-------- Provided text

If you were to buy yourself a little piece of platinum wire, not too expensive, as it's only needed in a single piece of some of a gauge stiff enough to take up a bit of a solid in distilled water, to apply to a torch flame, borax will give a green colouration to the flame, lighter green than copper and not the apple green of barium ions.
The platinum is used because it's very unreactive and also heat-resistant, won't contaminate the flame colour.
Take a bit up on the tip of the wire, insert into flame. The sodium in borax will add the bright orange sodium D-line characteristic of the emission spectrum of Na, colour of sodium lamp street lighting. But there'll be a green introduction, leaf green I'd call it, a bright leaf green, then that shows that boron is present.
And you can buy small but damn powerful samarium-cobalt magnets online for not too much.

----------------

Problems and tasks >>
[1] According to the borax flame-test text, why is platinum used for the wire?
[2] Pick up the borax flame-test text after its last sentence and continue it.
The listing after this point has no connection to the borax flame-test text.

-------- Supplied data

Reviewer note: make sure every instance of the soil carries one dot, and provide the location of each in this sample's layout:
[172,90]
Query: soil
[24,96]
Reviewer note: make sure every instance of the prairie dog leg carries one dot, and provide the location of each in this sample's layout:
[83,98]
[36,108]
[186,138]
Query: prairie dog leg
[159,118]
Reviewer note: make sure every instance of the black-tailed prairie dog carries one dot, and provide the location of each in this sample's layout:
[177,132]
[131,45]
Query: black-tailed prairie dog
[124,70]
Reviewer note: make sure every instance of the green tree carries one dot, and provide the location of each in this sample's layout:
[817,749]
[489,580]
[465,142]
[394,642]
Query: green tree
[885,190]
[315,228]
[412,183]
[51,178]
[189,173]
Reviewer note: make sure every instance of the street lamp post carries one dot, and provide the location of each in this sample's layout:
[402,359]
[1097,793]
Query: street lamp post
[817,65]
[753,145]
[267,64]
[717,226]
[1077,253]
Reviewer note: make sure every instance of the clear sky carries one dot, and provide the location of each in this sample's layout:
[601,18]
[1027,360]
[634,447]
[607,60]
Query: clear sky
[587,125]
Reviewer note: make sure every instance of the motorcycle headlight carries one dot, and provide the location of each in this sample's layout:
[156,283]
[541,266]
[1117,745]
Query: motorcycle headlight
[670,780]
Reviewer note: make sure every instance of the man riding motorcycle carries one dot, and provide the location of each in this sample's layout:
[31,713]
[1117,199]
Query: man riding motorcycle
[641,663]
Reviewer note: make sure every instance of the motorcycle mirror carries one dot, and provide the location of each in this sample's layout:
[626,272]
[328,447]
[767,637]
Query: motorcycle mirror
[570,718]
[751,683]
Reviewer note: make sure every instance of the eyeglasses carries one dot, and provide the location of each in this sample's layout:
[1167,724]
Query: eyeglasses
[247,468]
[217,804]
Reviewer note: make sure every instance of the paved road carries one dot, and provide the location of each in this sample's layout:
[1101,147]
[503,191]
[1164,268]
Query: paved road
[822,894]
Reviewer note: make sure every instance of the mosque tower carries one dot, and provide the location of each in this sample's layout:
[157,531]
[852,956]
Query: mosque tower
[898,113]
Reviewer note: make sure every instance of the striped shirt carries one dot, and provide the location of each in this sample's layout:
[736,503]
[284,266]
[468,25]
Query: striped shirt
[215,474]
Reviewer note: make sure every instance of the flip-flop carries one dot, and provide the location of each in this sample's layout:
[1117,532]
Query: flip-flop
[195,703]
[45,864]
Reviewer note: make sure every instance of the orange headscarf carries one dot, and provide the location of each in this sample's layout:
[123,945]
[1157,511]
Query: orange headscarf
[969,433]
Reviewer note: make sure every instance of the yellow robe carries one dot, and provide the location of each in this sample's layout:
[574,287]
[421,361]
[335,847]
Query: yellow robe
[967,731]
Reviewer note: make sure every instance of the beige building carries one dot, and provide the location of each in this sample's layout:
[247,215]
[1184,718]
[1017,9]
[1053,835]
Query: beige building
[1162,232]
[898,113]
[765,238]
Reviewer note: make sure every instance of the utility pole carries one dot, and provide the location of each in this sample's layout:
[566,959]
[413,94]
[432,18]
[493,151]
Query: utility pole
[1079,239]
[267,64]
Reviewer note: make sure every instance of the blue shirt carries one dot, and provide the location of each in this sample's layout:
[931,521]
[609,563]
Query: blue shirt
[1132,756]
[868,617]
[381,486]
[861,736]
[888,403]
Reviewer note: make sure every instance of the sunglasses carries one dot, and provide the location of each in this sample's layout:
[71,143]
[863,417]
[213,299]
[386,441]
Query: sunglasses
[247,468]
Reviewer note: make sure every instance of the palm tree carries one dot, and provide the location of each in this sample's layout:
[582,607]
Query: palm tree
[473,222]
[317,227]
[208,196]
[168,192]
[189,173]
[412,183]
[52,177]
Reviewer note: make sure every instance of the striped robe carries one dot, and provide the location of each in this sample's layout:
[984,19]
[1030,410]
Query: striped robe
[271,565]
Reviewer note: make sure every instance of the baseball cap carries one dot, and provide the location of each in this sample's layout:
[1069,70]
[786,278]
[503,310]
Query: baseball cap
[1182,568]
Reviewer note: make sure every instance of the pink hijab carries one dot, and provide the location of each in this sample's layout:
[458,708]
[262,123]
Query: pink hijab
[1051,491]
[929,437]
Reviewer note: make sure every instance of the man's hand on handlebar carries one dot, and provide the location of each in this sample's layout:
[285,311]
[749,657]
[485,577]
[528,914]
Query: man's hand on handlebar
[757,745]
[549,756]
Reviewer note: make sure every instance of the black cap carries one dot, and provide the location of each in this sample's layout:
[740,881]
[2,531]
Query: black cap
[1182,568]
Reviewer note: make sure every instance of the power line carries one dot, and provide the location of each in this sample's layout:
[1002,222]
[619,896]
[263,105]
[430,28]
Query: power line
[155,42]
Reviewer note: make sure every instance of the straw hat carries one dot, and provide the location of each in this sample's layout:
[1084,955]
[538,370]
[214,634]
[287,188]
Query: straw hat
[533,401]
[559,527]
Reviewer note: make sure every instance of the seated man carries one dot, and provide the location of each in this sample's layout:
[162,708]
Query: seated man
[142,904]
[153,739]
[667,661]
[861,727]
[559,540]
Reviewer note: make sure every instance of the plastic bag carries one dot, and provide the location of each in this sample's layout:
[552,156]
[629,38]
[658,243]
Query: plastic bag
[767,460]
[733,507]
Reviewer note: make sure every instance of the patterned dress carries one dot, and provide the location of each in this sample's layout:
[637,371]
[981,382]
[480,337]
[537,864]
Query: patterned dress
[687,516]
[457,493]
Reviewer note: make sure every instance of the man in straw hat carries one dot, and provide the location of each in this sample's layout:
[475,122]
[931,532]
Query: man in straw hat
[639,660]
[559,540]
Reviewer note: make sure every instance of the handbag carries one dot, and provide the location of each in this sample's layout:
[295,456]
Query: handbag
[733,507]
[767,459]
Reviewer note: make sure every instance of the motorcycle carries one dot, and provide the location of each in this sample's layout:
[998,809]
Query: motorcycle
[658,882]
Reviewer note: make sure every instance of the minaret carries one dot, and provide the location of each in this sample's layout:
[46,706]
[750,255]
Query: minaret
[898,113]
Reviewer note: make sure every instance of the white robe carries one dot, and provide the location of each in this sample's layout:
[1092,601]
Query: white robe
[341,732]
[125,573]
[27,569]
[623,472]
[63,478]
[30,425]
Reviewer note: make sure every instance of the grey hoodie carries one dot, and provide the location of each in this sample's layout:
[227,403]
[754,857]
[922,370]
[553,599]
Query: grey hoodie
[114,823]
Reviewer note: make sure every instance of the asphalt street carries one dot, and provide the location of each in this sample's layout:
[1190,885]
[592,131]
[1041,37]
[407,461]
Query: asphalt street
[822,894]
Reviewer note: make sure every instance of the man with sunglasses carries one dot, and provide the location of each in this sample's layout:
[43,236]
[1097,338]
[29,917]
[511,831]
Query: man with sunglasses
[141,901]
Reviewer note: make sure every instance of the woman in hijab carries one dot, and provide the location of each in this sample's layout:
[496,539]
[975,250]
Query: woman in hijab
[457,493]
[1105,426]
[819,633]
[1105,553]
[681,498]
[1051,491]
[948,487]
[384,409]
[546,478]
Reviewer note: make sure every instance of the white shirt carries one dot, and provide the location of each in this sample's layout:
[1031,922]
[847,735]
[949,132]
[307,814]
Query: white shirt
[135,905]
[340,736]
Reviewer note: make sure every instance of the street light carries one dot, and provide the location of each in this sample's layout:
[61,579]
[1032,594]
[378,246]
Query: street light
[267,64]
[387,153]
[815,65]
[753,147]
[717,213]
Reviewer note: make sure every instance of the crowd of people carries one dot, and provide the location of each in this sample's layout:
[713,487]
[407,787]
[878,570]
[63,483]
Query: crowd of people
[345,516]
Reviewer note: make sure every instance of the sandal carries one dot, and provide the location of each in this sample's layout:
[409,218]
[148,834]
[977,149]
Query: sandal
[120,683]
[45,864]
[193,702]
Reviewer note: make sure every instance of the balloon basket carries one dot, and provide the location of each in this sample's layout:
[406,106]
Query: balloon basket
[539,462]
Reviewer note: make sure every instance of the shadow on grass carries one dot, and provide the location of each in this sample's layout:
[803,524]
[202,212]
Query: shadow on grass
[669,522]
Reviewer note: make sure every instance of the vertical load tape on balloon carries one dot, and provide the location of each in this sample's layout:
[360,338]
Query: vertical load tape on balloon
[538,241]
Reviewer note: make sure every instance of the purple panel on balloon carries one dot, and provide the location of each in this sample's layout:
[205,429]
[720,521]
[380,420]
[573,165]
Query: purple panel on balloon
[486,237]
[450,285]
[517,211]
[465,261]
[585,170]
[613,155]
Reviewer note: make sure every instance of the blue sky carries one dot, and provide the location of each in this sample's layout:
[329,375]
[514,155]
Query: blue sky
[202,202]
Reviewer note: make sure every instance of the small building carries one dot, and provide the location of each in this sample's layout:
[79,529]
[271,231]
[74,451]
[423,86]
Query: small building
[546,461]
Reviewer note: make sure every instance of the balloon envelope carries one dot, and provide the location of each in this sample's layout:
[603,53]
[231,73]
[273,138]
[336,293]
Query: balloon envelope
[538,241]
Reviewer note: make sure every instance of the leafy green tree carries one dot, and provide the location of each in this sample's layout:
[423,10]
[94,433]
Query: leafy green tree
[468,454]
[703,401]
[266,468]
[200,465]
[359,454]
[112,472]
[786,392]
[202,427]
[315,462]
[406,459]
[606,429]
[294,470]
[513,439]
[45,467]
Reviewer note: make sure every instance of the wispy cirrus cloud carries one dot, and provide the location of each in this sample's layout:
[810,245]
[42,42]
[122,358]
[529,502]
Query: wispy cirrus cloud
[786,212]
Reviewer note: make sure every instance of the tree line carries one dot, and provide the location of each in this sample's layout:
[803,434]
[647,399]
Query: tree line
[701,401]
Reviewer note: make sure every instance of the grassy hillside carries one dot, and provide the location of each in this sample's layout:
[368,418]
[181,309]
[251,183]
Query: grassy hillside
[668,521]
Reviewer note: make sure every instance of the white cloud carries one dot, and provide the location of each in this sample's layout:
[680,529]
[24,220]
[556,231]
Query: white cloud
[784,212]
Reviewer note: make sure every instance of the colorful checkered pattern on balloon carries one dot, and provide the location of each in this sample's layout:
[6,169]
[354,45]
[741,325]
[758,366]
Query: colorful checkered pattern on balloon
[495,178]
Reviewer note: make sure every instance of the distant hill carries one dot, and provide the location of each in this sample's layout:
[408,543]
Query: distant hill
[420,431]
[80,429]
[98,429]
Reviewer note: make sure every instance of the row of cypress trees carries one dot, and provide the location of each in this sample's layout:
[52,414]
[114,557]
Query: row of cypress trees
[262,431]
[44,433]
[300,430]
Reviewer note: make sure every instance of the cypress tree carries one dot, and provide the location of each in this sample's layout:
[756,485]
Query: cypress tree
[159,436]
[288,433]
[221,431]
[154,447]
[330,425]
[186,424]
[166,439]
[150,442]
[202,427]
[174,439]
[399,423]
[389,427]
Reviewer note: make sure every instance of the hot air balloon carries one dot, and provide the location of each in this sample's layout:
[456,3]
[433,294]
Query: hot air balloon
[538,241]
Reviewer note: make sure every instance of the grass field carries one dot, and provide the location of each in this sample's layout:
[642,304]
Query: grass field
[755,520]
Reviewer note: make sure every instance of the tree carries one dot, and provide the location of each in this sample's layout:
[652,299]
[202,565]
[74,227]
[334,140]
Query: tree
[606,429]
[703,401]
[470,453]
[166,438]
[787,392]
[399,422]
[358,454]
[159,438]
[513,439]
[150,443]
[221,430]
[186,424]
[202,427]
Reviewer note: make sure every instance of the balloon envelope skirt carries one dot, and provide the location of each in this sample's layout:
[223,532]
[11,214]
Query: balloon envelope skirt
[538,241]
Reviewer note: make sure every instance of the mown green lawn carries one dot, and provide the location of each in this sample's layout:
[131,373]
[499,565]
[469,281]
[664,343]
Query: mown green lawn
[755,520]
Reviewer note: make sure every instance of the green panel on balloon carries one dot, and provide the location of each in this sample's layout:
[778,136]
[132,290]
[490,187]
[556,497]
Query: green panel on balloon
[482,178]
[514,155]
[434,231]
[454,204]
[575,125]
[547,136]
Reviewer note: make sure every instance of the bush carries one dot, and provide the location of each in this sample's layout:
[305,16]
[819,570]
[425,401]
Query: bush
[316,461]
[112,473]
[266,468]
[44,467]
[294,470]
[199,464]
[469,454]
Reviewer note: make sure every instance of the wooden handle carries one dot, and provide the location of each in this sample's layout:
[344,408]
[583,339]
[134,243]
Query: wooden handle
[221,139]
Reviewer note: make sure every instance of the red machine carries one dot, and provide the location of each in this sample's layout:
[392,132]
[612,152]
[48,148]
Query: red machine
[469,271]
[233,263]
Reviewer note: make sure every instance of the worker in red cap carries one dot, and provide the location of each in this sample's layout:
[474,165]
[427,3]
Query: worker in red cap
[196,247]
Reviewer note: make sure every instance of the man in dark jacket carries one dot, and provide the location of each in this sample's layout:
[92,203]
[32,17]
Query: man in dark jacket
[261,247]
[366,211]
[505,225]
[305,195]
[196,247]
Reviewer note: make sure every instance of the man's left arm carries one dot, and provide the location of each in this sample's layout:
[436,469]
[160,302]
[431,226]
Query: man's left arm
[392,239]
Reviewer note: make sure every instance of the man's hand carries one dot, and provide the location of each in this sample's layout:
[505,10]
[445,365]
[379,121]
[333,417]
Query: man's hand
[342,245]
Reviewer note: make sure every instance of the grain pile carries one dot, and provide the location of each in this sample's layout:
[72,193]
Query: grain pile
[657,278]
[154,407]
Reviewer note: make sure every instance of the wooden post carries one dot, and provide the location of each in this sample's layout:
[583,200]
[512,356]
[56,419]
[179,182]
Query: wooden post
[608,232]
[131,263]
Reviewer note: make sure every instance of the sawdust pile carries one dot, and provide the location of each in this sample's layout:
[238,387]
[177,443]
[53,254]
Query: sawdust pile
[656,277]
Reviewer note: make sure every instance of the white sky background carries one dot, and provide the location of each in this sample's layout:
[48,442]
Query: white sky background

----------------

Answers to the exercise >>
[1] Platinum is very unreactive and heat-resistant, so it won't contaminate the flame color.

[2]
An alternative would be the core, if sliced in half through and through, ought to fail to react to hydrogen sulfide gas after moistening with distilled or de-ionized water (available dirt cheap in auto stores for topping up lead-acid batteries). If you need to know how to make the gas, just let me know, but be aware it's something only to perform OUTSIDE. And only if comfortable in handling it, because H2S is both highly toxic (disrupts the electron transport chain like cyanide gas does, and is similarly fast acting and deadly in sufficient concentration) and a sneaky, insidious little bastard. Smells foul, gives rotten eggs the characteristic eggy stink, but also, and this is what gets people where the concentration isn't 'one breath and you are dead', the stink is obvious, people then note it has vanished, leaving them to believe that the hydrogen sulfide is no longer present, since the smell is gone.
It hasn't gone anywhere. It paralyzes the olfactory nerve (temporarily, assuming of course that the individual hasn't been fatally poisoned, as dead people aren't known for their smelling. Not with their noses, at any rate. They are quite good at it with the rest of their putrid bloated rotting guts being readied to blow out of their ruptured stomachs as corpse-gas builds up and bursts them open in hot weather
. The loss of sense of smell with dead people though, it tends to be rather long term.....)
So the H2S, still present, has just put on it's ninja hat and pulled a vanishing act, but it's there, alright, it's just stalking it's prey, the sneaky little bastard.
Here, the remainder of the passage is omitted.